CE QU'IL FAUT:
Répondez, s'il vous plaît, à ces questions sur le fil consacré à l'alerte BPM :
1. Quel seuil de pouls le premier message donne-t-il comme limite à ne pas dépasser en courant ?
2. D'après fousfous, dans quelle situation la fonction marche-t-elle seulement ?
3. À quel intervalle le premier message dit-il ne pas vouloir regarder sa montre ?

BLOC DE TEXTE:
——
# Alerte BPM



## Sinestis (15 Octobre 2020)

Bonsoir à tous.
Je recherche une application qu’on pourrait paramétrer pour avoir une notification lorsqu’on dépasse le seuil établi de pouls pendant une activité.
Je m’explique. Lorsque je cours, je voudrais par exemple, rester en dessous des 150BPM mais je ne veux pas regarder ma montre toutes les 2min pour regarder à combien je suis.
Une petite alerte sonore qui me dirait que j’ai dépassé les 150, ce serait juste parfait!

Merci d’avance !


----------



## fousfous (15 Octobre 2020)

Ça ne marche qu'à l'arret cette fonction du Coup a part une app spécifique ça va être compliqué.


----------



## Sinestis (17 Octobre 2020)
——
INFORMATIONS AFFICHÉES:

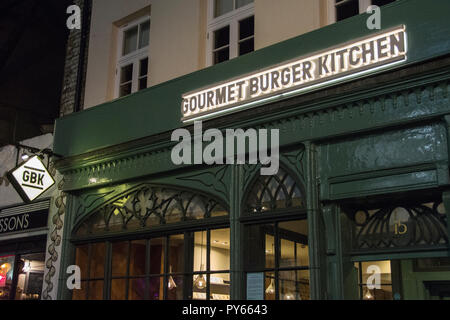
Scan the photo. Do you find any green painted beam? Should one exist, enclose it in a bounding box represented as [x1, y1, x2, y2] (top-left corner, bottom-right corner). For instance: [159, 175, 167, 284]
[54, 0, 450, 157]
——
TÂCHE RÉALISÉE:
1. 150 BPM.
2. À l'arrêt.
3. Toutes les 2 minutes.